El miedo a morir da ganas de potar. Literalmente. No sé si te habrás encontrado alguna vez ante una situación en la que aceptas que la muerte es una posibilidad real y en la que uno no tiene margen de actuación posible. Me refiero a una situación inesperada y a los segundos o minutos que siguen en los que entiendes que puedes morir sin apenas poder maniobrar para cambiar la situación. En mi caso esta situación y su náusea consiguiente se produjeron en un momento concreto que mi mente se ha esforzado en enterrar durante los últimos quince años.
Corría el año 2001, abril o mayo, yo tenía 19 años y aunque me creía madurísima aún no contaba con suficientes herramientas para gestionar lo que estaba por ocurrir. Yo me afanaba en encontrar mi personalidad única y arrolladora entre canciones de los Strokes, frases del Principito, partidas de la serpiente en el Nokia, manifestaciones contra la LOU y exposiciones de arte contemporáneo. La igualdad de género era algo conseguido ya por nuestras mayores y superado por nosotras, universitarias del nuevo milenio. El cielo era el límite y el feminismo algo un poco arcaico.
En aquella primavera andaba terminando el primer curso de la carrera y vivía en un colegio mayor en el parque del Oeste (Madrid). Y llegamos al momento que nos ocupa, el de la náusea: yo volvía al colegio mayor tras una noche de fiesta con las amigas de la facultad. El metro más cercano era Moncloa por lo que para llegar al colegio había que cruzar el parque del Oeste, era ya de día y pensé que a plena luz ya no habría “malos”, que las cosas malas pasan por la noche y no con ese solazo. ¡Error!
Comencé a andar a ritmo ligero y casi llegando al final del parque, a escasos cien metros de la salida, cuando pasaba por la estatua ecuestre sentí como alguien me “abrazaba” por detrás. Mi primer pensamiento fue que alguien del colegio que también volvía a casa y que estaba algo borracho me saludaba efusivamente e incluso me entró la risa. Fue cuando ya en el suelo la persona no me soltaba y me apretaba los brazos con mucha fuerza para que no pudiera soltarme, cuando entendí lo que estaba pasando. Vi el cuchillo en su mano y deje de patalear, fue entonces cuando me puso el cuchillo en el cuello y me dijo que obedeciese si no quería morir. Era un cuchillo como para cortar ramas en un campamento, con un filo ancho y largo y una empuñadura ancha.
▬▬▬
- **INSTRUCCIONES**
1/ Traduce al inglés esta oración del relato sobre el parque del Oeste: "Era un cuchillo como para cortar ramas en un campamento, con un filo ancho y largo y una empuñadura ancha."
2/ Según el relato sobre el parque del Oeste, ¿entre qué cosas buscaba quien narra su personalidad única y arrolladora? Enuméralas todas.
3/ Escribe cómo sigue el relato sobre el parque del Oeste a partir de su última oración.
▬▬▬
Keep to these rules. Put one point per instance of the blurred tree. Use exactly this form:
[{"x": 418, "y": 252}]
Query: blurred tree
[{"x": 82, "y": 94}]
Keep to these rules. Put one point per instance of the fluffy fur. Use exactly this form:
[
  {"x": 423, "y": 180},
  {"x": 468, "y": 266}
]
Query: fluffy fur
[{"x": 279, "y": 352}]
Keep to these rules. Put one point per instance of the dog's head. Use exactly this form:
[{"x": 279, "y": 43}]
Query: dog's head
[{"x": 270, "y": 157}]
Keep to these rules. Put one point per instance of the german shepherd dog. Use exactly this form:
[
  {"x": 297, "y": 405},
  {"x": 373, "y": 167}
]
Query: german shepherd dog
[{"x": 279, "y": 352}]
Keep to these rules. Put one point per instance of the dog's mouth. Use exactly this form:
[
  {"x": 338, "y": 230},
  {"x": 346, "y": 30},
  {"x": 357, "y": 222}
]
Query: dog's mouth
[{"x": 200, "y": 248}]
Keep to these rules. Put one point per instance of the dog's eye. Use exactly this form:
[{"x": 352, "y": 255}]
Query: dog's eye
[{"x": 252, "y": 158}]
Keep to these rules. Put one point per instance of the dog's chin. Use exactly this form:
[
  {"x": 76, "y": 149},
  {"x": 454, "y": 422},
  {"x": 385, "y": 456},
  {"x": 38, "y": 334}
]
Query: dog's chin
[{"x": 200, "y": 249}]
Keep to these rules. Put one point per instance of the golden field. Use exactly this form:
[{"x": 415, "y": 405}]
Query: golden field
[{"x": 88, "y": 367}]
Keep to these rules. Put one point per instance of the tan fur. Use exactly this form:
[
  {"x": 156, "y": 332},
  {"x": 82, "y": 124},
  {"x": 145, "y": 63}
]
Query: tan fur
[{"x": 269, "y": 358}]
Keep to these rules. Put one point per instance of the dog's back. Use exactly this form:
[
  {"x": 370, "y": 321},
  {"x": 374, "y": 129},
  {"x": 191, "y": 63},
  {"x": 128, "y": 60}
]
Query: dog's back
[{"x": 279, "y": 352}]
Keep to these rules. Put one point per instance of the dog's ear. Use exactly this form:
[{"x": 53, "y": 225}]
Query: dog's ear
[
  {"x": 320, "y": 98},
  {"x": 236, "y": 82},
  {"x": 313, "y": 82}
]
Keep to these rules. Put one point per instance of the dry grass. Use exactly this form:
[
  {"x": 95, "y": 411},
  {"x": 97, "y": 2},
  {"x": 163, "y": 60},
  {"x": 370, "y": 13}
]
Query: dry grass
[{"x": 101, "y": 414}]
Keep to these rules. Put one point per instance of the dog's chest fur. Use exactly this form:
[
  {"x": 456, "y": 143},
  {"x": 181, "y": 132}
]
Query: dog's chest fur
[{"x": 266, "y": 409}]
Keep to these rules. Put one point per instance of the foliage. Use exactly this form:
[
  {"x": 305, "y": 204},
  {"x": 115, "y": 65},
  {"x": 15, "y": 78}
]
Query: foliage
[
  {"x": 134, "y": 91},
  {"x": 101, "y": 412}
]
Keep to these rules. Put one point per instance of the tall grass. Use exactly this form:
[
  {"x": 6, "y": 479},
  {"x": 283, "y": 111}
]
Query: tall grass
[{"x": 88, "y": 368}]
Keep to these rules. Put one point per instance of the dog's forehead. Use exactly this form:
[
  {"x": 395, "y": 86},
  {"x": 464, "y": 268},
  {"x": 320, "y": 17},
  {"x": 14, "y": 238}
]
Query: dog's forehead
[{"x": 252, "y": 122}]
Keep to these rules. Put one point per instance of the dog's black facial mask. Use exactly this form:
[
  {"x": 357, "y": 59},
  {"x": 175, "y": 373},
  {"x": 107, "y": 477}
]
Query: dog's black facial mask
▬▬▬
- **SOLUCIONES DEL EJERCICIO**
1/ It was a knife like the kind used for cutting branches at a campsite, with a broad, long blade and a wide handle.

2/
- Canciones de los Strokes
- Frases del Principito
- Partidas de la serpiente en el Nokia
- Manifestaciones contra la LOU
- Exposiciones de arte contemporáneo

3/
Me llevó hacia una zona más profunda del parque y en ese momento, en el camino, pude visualizar con claridad titulares sobre mi agresión y muerte: “Joven violada y asesinada en el parque del Oeste”. Imaginé perfectamente el telediario con Ana Blanco dando la noticia, vi a mis padres y hermano llorando sin consuelo y no dejaba de pensar que no quería morir, o no de aquella forma al menos, principalmente porque no quería hacerles sufrir. Imaginé también mi cadáver desechado en aquel parque, vejado e inerte.
Hay pocas cosas tan absurdas como escuchar tu propia voz suplicando que no te maten. “Por favor, no me hagas daño, por favor”. Repetí estas palabras entre sollozos como había visto hacer en películas y preguntándome si surtirían efecto. Recuerdo las fuertes náuseas que retorcían mi cuerpo entero. En ese momento pensé algo así como: “No me creo que encima de pasarme lo que me está pasando mi cuerpo vaya a su bola y me entren ganas de vomitar”. Más tarde he leído que es una reacción física normal tener náuseas por miedo en situaciones próximas a la muerte, que les pasa a los que van a fusilar; mi cuerpo no iba por libre sino que mostraba su rechazo como podía.
Me pegó un puñetazo en la cara y me mandó callar y cerrar los ojos. Se desabrochó los pantalones y dijo “chúpala y te podrás ir”. Lo siguiente que recuerdo es que al irse me ordenó que contase hasta 50 en alto y con los ojos cerrados, que si los abría antes me mataba y ahí me quedé, de rodillas, contando como en el escondite, escuchando de nuevo mi voz quebrarse con cada número. Después me levanté y comprobé mi estado general, las rodillas ensangrentadas por la primera caída (la del “abrazo”), un dolor fuerte en la cara por el puñetazo, una bota sin tacón, fuertes temblores en las manos, una sensación de asco infinito que aun llevo conmigo y la náusea. Y un pensamiento al que agarrarme con fuerza: “Bueno, al menos no me ha violado, porque si me hubiera violado, eso sí que hubiera sido grave”. Olé yo.
La culpa
Después vino la denuncia, para que al menos quedase constancia del suceso en las estadísticas antes de enterrarlo, pensé que para siempre, en lo más profundo e inaccesible de mi cabeza. Pensé en ello miles de veces. No volví a hablar de ello nunca hasta hoy. Al leer ahora todos los testimonios que van saliendo a la luz sobre acosos y agresiones vividos por tantísima gente recuerdo y revivo sensaciones que veo que son bastante comunes.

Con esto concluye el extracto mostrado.